» **Text excerpt**:

*** Block opens ***

Summer is the best season for the observation of insects and other creepy-crawlies; one has to admire their tenacity, their ingenuity, their speed and their precision. Take the centipede that jumps out when you lift a stone… it’s very fast, so fast that you don’t have time to wonder if its speed is because of the number of its legs.

The undulating movement of their bodies fascinates everyone. To understand how that works, there are some mysteries to uncover. And that’s what some researchers at the university of Kyoto (Japan) are doing with simulations and then robot centipedes. The Japanese researchers found to their surprise that the secret of the movement of centipedes lies in the control of instability. Centipedes propel themselves by moving their many legs in a wave movement (also known as a ‘shimmy’) which produce forces of acceleration and deceleration. In fact, because of their proximity to the ground, the movement of their legs is limited and their margin of manoeuvrability is reduced. To get around these restrictions, the animal undulates the segments of its body in a motion that controls a state of instability.

*** Block closes ***

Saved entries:
*** Block opens ***

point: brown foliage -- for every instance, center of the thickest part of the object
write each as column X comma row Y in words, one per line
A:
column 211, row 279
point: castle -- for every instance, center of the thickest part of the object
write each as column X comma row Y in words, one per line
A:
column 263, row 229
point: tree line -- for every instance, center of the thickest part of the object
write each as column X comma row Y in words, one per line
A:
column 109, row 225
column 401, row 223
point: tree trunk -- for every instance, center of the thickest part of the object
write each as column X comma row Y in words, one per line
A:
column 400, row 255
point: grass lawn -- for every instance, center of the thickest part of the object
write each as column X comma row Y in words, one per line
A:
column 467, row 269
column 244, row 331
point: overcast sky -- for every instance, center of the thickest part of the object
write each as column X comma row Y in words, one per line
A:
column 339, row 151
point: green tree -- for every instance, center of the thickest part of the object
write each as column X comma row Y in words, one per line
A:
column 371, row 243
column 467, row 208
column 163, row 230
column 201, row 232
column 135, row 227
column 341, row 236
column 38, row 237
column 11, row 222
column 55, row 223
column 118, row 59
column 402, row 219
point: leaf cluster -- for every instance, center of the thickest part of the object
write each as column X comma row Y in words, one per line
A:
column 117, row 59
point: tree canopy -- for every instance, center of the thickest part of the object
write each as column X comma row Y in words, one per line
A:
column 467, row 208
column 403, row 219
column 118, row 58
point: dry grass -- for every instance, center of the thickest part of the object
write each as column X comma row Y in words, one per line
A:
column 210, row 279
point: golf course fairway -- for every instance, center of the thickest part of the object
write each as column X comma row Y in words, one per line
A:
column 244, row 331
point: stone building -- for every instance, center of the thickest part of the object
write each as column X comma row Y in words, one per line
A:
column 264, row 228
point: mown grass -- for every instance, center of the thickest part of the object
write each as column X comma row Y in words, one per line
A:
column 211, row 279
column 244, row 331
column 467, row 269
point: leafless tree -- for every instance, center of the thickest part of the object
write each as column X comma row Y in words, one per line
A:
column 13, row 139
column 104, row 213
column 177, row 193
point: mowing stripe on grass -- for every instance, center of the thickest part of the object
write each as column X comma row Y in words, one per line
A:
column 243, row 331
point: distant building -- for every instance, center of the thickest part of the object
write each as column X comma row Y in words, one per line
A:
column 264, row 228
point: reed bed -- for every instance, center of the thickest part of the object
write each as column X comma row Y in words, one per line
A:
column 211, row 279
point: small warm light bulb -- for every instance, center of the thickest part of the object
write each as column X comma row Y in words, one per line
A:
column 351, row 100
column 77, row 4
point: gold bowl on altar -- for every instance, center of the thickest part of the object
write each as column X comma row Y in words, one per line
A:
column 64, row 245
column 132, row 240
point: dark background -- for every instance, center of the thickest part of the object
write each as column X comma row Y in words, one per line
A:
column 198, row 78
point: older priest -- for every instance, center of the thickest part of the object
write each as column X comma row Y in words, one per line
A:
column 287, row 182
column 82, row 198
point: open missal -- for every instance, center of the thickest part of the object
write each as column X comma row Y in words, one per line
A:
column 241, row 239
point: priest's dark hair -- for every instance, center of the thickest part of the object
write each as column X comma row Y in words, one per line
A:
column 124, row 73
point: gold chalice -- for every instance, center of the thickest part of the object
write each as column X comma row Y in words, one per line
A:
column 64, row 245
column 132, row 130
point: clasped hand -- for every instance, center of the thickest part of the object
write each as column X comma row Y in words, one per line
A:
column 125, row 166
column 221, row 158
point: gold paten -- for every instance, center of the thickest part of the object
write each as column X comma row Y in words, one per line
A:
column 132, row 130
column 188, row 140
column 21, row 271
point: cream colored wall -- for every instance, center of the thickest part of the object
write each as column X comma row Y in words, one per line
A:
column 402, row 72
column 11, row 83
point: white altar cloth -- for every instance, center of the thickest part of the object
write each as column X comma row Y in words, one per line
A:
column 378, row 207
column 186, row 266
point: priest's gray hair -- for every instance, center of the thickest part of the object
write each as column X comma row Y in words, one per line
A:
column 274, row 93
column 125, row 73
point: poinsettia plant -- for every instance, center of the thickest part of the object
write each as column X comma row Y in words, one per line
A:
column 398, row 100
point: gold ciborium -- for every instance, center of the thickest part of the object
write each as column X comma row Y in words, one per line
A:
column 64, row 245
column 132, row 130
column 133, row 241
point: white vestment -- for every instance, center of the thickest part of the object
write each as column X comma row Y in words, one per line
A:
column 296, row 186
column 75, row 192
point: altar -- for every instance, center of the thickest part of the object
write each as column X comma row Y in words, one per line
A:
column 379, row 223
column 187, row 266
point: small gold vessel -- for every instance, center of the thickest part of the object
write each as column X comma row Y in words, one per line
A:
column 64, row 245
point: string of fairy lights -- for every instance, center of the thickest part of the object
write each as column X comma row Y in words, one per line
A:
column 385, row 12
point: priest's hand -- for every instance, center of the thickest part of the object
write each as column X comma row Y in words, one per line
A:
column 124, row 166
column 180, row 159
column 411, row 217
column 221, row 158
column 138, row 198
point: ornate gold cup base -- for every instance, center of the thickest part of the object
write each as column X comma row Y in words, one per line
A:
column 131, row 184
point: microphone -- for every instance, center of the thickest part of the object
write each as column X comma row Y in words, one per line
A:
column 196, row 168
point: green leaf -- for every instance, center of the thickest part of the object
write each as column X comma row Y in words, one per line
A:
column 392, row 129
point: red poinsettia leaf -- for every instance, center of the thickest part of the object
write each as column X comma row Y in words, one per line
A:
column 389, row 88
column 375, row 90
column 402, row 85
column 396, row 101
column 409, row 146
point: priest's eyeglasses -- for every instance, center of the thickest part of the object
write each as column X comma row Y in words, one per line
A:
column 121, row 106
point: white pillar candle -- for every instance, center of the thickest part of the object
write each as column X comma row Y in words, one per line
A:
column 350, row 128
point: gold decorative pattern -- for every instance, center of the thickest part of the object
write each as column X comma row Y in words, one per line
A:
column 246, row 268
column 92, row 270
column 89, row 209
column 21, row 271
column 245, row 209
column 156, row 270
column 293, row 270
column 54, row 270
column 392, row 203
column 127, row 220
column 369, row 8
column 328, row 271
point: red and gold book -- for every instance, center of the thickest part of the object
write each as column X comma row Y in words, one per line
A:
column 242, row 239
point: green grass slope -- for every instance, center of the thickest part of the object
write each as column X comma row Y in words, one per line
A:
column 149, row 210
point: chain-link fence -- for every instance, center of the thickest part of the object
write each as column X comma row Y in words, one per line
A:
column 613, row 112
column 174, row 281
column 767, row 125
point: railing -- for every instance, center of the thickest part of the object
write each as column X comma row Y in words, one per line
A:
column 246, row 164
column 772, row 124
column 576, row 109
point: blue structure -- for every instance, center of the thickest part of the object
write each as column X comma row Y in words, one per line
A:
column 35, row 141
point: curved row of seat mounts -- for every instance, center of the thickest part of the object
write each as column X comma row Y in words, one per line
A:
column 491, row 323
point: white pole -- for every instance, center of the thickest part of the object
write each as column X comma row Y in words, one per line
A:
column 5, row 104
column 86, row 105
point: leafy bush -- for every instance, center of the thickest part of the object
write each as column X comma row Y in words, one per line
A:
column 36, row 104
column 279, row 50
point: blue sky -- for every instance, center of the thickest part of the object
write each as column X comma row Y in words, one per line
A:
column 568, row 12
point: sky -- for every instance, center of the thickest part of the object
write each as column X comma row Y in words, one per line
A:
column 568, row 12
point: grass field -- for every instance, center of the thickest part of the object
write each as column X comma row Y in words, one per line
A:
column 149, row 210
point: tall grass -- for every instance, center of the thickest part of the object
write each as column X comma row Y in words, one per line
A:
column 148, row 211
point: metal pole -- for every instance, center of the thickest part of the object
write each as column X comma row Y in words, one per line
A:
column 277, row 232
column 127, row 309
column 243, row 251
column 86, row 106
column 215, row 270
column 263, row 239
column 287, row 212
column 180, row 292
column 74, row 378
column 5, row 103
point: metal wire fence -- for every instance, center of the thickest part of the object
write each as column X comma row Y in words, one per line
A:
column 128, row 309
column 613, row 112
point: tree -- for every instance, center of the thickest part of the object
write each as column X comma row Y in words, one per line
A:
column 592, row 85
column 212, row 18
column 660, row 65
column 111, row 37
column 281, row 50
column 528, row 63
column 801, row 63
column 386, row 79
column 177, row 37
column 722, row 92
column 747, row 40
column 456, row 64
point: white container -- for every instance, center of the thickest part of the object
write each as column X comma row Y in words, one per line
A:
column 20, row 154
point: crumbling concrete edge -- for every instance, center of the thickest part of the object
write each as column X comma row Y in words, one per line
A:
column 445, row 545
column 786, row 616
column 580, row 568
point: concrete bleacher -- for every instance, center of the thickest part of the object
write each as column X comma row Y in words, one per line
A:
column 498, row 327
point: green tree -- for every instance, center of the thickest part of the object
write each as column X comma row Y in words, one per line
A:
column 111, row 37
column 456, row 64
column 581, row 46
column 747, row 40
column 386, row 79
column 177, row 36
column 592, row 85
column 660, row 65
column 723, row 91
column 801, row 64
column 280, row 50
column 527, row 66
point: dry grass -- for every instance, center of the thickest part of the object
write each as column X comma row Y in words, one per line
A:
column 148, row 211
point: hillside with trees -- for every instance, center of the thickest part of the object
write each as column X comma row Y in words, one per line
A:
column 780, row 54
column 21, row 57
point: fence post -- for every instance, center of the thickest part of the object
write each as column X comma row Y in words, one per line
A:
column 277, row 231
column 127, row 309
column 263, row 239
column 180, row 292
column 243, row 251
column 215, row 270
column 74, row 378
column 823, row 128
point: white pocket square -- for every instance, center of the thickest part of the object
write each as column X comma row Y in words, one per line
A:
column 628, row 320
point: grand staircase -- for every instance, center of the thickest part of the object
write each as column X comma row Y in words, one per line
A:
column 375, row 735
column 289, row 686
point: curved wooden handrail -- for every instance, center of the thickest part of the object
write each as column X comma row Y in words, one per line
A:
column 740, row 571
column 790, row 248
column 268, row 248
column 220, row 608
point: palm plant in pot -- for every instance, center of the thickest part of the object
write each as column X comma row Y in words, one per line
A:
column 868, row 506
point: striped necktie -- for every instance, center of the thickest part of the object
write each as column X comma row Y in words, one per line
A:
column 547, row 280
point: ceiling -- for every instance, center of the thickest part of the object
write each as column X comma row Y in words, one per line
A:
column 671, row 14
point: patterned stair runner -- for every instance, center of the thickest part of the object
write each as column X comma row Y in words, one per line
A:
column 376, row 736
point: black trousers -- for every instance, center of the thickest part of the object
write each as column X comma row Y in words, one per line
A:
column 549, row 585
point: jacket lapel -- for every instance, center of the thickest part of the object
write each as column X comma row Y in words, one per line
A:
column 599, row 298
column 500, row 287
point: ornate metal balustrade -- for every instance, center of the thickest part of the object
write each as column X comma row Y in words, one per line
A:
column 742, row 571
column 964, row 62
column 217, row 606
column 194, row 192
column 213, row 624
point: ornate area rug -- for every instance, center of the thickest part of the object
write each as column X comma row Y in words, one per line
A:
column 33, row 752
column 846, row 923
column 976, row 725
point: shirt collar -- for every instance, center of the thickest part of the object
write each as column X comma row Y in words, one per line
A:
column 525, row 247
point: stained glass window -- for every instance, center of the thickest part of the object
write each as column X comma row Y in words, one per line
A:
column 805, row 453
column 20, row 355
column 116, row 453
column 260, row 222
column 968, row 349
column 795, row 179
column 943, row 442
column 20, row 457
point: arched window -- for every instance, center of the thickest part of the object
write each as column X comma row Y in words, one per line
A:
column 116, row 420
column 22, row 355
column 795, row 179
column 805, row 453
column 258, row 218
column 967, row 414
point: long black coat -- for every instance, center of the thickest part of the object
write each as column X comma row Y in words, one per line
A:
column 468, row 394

*** Block closes ***

» **The task**:
Extend the passage on how centipedes move, picking up right after its final sentence.

» **Response**:
The mathematical model of this biological mechanism, where undulations result from instability, is termed a Supercritical Hopf Bifurcation. Thanks to which the researchers have been able to reproduce this undulating locomotion with multi-ped segmented robots.

The study of human and animal locomotion plays an essential role in the evolution of robotics. This study throws new light on some obscure areas of animal movement. It passes the strict bounds of biology, because a better understanding will allow us to answer the question of the optimal number of legs for this or that type of robot.